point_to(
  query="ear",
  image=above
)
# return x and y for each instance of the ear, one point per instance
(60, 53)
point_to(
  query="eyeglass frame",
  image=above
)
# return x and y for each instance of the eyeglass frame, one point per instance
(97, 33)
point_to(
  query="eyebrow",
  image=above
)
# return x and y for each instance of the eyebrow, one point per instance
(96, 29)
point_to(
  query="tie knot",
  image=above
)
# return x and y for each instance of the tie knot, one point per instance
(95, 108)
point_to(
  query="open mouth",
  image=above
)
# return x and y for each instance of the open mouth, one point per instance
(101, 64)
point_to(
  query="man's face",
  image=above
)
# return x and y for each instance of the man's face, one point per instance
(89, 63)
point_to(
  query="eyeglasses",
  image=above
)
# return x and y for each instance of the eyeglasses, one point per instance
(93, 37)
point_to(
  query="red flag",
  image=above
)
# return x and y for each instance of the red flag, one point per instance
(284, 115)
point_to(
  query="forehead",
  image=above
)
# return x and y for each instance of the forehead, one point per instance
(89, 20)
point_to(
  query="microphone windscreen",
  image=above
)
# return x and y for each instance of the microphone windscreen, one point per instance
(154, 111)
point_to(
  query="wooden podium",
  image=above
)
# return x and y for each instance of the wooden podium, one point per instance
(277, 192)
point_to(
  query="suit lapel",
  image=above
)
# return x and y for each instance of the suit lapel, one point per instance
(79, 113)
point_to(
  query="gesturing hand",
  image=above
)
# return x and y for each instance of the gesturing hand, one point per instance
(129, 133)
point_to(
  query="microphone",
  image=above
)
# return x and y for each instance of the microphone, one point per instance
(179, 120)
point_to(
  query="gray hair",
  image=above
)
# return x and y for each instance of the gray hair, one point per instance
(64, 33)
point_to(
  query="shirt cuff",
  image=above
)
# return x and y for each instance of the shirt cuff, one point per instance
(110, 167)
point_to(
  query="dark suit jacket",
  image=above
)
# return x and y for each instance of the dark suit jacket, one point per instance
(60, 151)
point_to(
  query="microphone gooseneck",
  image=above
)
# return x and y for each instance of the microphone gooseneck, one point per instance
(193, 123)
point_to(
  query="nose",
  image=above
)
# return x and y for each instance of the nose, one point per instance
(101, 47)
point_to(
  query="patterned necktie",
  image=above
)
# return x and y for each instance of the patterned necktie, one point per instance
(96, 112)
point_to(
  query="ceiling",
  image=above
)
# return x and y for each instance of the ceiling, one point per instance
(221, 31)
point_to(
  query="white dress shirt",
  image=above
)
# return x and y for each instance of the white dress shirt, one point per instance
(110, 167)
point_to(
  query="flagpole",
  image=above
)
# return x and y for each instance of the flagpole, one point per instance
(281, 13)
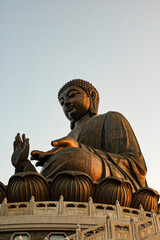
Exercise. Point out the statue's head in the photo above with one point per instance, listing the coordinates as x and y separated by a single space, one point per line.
78 98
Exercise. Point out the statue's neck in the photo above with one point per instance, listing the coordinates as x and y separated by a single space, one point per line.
82 120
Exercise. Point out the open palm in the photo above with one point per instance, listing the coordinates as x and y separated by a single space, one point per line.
21 151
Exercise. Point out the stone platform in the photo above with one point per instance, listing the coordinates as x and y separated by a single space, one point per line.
76 221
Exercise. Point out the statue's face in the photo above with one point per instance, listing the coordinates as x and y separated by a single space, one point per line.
75 103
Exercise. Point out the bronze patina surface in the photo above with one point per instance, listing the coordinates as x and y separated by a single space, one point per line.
98 145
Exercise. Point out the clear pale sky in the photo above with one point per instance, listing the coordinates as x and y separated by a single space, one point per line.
114 44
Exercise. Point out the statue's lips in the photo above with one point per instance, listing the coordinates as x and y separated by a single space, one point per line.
69 109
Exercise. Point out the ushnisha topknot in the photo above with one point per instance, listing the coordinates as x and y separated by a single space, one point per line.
86 86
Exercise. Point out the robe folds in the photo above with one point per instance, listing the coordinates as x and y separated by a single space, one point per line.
111 139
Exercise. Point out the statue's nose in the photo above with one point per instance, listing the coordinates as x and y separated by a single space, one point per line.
67 103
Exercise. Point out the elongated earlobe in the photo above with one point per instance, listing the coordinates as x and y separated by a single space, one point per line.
93 105
72 125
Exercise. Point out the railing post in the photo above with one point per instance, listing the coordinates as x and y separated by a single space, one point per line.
3 206
153 215
78 232
90 207
142 214
20 237
133 227
31 206
61 205
118 210
108 228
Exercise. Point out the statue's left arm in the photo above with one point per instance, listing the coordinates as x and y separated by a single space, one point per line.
112 139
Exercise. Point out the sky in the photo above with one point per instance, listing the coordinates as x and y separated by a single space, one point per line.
114 44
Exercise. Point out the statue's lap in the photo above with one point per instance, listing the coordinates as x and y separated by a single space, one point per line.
74 159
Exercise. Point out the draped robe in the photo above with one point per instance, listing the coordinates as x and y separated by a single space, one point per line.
108 138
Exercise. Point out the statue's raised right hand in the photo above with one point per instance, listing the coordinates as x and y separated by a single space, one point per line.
21 151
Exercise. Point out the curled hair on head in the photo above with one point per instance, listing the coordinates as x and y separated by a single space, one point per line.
87 87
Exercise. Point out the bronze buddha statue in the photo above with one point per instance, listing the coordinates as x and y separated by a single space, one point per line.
98 145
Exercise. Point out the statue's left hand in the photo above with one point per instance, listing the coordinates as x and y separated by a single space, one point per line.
58 145
21 151
64 142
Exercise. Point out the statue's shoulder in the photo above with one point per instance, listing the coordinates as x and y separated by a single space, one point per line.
110 114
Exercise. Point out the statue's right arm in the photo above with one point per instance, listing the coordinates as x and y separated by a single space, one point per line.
20 155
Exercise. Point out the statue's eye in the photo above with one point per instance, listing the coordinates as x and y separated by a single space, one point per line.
72 95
◆ ◆ ◆ ◆ ◆ ◆ ◆
Task description> Retype the records above exactly. Leave the pictures out.

Task output>
point_to(
  query="ear",
  image=above
)
# return x and y for each instance of the ear, one point per instance
(60, 53)
point_to(
  query="eyeglass frame",
  image=above
)
# return x and y for each instance of the eyeglass frame, one point per instance
(97, 33)
point_to(
  query="eyebrow",
  image=above
)
# return x and y for each instance of the eyebrow, one point per instance
(96, 29)
point_to(
  query="tie knot",
  image=above
)
# return x and y for each instance of the tie knot, one point per instance
(95, 108)
point_to(
  query="open mouth",
  image=above
)
# return x and y for each instance of the open mouth, one point per instance
(101, 64)
point_to(
  query="man's face",
  image=above
)
# return x and y for each instance of the man's face, one point per instance
(89, 63)
point_to(
  query="eyeglasses",
  image=above
)
# return x and y for each instance of the eyeglasses, one point per instance
(93, 37)
point_to(
  query="red flag",
  image=above
)
# return x and y for each instance of the red flag, one point per instance
(284, 115)
point_to(
  query="forehead",
  image=above
)
# return x and y for each instance of the forehead, one point per instance
(89, 20)
point_to(
  query="microphone windscreen",
  image=above
)
# return x and y for each instance of the microphone windscreen, one point per instance
(154, 111)
point_to(
  query="wooden podium",
  image=above
)
# return x and y for each instance of the wooden podium, one point per instance
(277, 192)
point_to(
  query="suit lapel",
  image=above
)
# return x and y for each instance of the suit lapel, one point per instance
(79, 113)
point_to(
  query="gesturing hand",
  image=above
)
# return x and y for each instance of the gesturing hand, one point per instance
(129, 133)
point_to(
  query="microphone",
  image=above
)
# return x and y for each instance of the microphone, one point per instance
(179, 120)
point_to(
  query="gray hair",
  image=above
)
# return x and y for each instance of the gray hair, one point per instance
(64, 33)
point_to(
  query="shirt cuff",
  image=above
)
# return x and y for each instance of the shirt cuff, one point per instance
(110, 167)
point_to(
  query="dark suit jacket",
  image=above
)
# return x and y for each instance of the dark suit jacket, one point per instance
(60, 151)
point_to(
  query="microphone gooseneck",
  image=above
)
# return x and y for each instance of the microphone gooseneck, one point per instance
(193, 123)
point_to(
  query="nose",
  image=above
)
# return x and y for each instance of the nose, one point per instance
(101, 47)
point_to(
  query="patterned necktie",
  image=above
)
# return x and y for each instance of the patterned necktie, one point per instance
(96, 112)
point_to(
  query="ceiling",
  image=above
)
# return x and y for each instance of the ceiling, one point per instance
(221, 31)
point_to(
  query="white dress shirt",
  image=above
)
# return x and y for each instance of the white dress shirt, one point per instance
(110, 167)
point_to(
  query="flagpole",
  image=above
)
# return x and y for each instance of the flagpole, one point per instance
(281, 13)
Exercise. Point out the statue's head in the photo above with one point per instance, listing the coordinates as x and y separated by a single space, one point per line.
78 98
Exercise. Point out the statue's neck in the photo above with one point per instance, listing the coordinates as x and y separated by a single space, one point per line.
82 120
Exercise. Point out the open palm in the photo above with one point per instance, listing the coordinates as x and y separated by a single space, one point per line.
21 151
Exercise. Point out the stone platform in the photo above with one point per instance, listing the coordinates as x and y separated by a single space, one point per line.
76 221
Exercise. Point out the statue's face in the photo above with one point per instance, listing the coordinates as x and y separated by a single space, one point per line.
75 103
Exercise. Point out the bronze patina surface in the photo above with one point per instance, listing the coordinates as x and y separated by a single space, one point per line.
98 145
Exercise. Point out the clear pale sky in the photo above with one point per instance, listing the coordinates as x and y separated by a single space, one point per line.
114 44
Exercise. Point out the statue's lips in the photo above with one point per instance, listing the coordinates as x and y separated by a single space, one point per line.
69 109
Exercise. Point out the ushnisha topknot in the photo above with one point per instance, listing the coordinates as x and y separated by a single space, one point per line.
86 86
Exercise. Point out the robe folds in the photo above with one point per instance, listing the coordinates as x and y separated by a single space, one point per line.
111 139
Exercise. Point out the statue's nose in the photo above with one point per instance, listing the coordinates as x and y separated by a single space, one point per line.
67 103
Exercise. Point out the elongated earlobe in the photo above with one point per instance, listing the coordinates as x and y separated by a single space, one point per line.
93 105
72 125
Exercise. Point out the railing post in the photo above with one point per instance, listing the coordinates as x and y separated by a single space, one point per line.
3 206
153 215
78 232
90 207
142 214
20 237
133 227
31 206
61 205
118 210
108 228
Exercise. Point out the statue's left arm in the photo above with one point per instance, listing the coordinates as x and y separated by a single space, one point per line.
112 139
Exercise. Point out the sky in the photo above with one point per instance, listing the coordinates as x and y separated by a single space, one point per line.
114 44
Exercise. Point out the statue's lap in the photo above with one point per instance, listing the coordinates as x and y separated by a single space, one point per line.
74 159
Exercise. Point out the draped robe in the photo above with one point per instance, listing the coordinates as x and y separated by a single space, one point per line.
108 138
Exercise. Point out the statue's raised right hand in the photo above with one point per instance, listing the coordinates as x and y separated by a single space, one point per line.
21 151
Exercise. Point out the curled hair on head in the photo above with one point per instance, listing the coordinates as x and y separated by a single space, one point per line.
87 87
Exercise. Point out the bronze buddha statue in the photo above with one point per instance, listing the coordinates as x and y separated by a single space, one point per line.
98 145
Exercise. Point out the statue's left hand in the photo above with one point per instance, listing the coordinates as x and y separated by a single space, one point per line.
58 145
21 151
64 142
Exercise. Point out the statue's shoulder in the photo above with one point per instance, listing the coordinates as x and y separated by a single space, one point per line.
110 114
Exercise. Point out the statue's right arm in the photo above with one point per instance, listing the coordinates as x and y separated by a single space, one point per line.
20 155
Exercise. Point out the statue's eye in the photo above with one point per instance, listing the coordinates as x and y separated by a single space, one point per line.
72 95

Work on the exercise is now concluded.